-- start Input material --
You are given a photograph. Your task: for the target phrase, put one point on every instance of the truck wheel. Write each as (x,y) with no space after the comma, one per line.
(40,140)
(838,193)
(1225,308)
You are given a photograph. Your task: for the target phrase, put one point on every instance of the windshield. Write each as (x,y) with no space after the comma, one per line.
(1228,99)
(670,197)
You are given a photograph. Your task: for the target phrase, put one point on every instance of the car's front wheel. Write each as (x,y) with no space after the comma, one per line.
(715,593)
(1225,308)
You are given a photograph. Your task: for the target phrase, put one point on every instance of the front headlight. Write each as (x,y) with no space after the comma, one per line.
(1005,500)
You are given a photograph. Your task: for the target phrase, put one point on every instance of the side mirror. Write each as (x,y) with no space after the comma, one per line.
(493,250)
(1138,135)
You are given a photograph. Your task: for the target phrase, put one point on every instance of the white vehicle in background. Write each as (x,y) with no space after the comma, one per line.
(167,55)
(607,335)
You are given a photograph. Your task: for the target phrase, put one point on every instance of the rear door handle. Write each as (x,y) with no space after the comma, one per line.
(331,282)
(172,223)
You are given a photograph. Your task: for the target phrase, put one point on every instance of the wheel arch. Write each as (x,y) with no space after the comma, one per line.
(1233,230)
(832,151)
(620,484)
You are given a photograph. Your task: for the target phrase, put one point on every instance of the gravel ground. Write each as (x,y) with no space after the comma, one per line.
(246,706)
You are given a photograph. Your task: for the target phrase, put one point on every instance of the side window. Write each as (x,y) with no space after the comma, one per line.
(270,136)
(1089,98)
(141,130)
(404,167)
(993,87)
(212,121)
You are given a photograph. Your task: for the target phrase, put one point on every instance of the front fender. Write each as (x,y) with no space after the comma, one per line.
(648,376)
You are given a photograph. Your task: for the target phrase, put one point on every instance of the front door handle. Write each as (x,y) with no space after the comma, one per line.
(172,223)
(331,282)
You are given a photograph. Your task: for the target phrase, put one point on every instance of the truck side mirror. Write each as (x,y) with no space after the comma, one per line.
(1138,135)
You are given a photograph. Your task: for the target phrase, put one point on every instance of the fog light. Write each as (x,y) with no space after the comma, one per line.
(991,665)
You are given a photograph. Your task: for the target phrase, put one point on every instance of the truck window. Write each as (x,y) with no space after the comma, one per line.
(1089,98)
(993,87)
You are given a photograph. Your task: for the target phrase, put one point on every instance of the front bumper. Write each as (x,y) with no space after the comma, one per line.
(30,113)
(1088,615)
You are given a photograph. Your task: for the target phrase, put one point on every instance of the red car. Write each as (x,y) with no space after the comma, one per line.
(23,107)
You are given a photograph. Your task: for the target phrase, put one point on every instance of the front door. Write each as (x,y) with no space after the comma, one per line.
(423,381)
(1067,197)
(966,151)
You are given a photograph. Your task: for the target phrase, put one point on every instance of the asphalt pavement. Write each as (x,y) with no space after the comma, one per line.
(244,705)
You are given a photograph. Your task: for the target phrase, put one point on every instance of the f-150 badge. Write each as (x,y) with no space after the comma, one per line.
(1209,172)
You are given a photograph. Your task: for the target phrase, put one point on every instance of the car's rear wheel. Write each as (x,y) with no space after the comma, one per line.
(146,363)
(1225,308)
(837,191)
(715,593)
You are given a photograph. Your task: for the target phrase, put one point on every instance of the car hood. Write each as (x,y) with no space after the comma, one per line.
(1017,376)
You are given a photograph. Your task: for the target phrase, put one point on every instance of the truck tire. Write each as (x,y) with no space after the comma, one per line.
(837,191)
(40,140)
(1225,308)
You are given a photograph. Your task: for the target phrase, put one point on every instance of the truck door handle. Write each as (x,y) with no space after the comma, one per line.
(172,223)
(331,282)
-- end Input material --
● What is being asked
Retype all the material above precisely, with no line left out.

● Answer to this problem
You are given a photograph. Your task: for the target phrase, put one point on every instance of the truck wheel. Write each as (x,y) with no space after the comma, one per line.
(40,140)
(838,193)
(1225,308)
You are given a photograph. Your task: for the target phrase, put one point on every instance of the windshield. Write each as (x,y) with no space after the comma, one per line.
(1228,99)
(670,197)
You are given a photograph. Your task: for the target phrase, put one point on every instance of the car's front wheel. Write each as (x,y) with no space after the comma, one per line.
(715,593)
(1225,308)
You are given a photograph. Your task: for the target phrase, put one point on every instance of the front headlight. Write each as (x,y) with no space after the comma, one per line.
(1005,500)
You are given a photograph. Your task: for the target phrase, put one point on every instance of the side mirror. Write each as (x,y) with no space after the comma, one per line.
(493,250)
(1138,135)
You are given a photograph. Your task: for the target phrase, put one point on every instance of the white vehicle in background. Write each as (x,y) with no space after the comma, one per line.
(167,55)
(607,335)
You are given a photograph. Your task: for the target phrase, put one point on every instance of the rear door handle. Write each as (x,y) with no space after the comma, one per line.
(331,282)
(172,223)
You are given a photograph. Your task: for the target phrase, put one point on every instance of the wheel arch. Write each as (x,y) with no space after the comma, one per line.
(1233,230)
(832,151)
(620,484)
You are given a photograph. Your task: for the target phrase, put one point on every instance of the gravel ground. Write each as (x,y) with no space after the comma, one per line.
(246,706)
You are given a photograph. Your task: for the target phrase, put one point on every instance of the side window. Write each as (x,y) with no space after the comma, one per line.
(270,136)
(1089,98)
(141,130)
(404,167)
(993,87)
(212,121)
You are given a photograph. Your task: for the target phrase, put one point on every instance of the front fender. Write each as (x,y) with no space after the comma, one per line.
(648,376)
You are given a photograph. Your task: for the target phrase, put one point on every instance of the front door handle. Write each as (x,y) with no space after the comma, one per line.
(172,223)
(331,282)
You are given a photograph. Your task: for the target phrase, put one point on every instance of the truck side mirror. Write each as (x,y) with no space after the comma, one per line.
(1138,135)
You are given a photograph. Your task: for the target phrase, put one point on every instance of the fog light. Write each as (x,y) with no space after the comma, one per line.
(991,665)
You are given a photograph. Your task: for the target phrase, put one point on every instance of the truck window. Write each as (x,y) with no space after the comma, one per line.
(1089,98)
(993,87)
You are given a photograph. Your task: for the target phrase, put one point on every instance of the front bumper. Write each as (x,y) with no space after the comma, one per line.
(30,113)
(1088,615)
You are given a photograph. Your task: for the target phrase, put one point on every instance of the red car. Write each as (x,y) with no space after the comma, one per line.
(23,107)
You are given a photograph. Your task: for the target phrase, put one point on every instance of the front door. Write each as (x,y) with no space after the comma, one per line.
(423,381)
(1067,197)
(966,151)
You are given a photograph. Your task: for the target phrase, put one point on every instance of the asphalt pavement. Write each as (x,y) with no space after the comma, one per line.
(244,705)
You are given a photograph. Your task: for the target phrase, put one point on every instance of the f-150 badge. Write each as (x,y) with no space after the comma, one per line.
(1209,172)
You are given a photograph. Your task: for the target phrase, put one point on every instance of the car's rear wheel. Write each as (x,y) with no space after the comma, one per line.
(146,363)
(1225,308)
(837,191)
(715,593)
You are given a photograph. Your task: for the target phrase, put one point on every instance of the car hood. Write each as (x,y) with no space after the comma, one per line.
(1017,376)
You are given a photograph. Your task: for the target phrase, put one point on every instance of the truck tire. Write each as (x,y) with no space after the comma, one per line.
(837,191)
(40,140)
(1225,308)
You are given a photograph. Your task: for the target phrase, put one point on every instance of the truck door handle. Write each as (x,y) with no space after the comma, one per line.
(172,223)
(331,282)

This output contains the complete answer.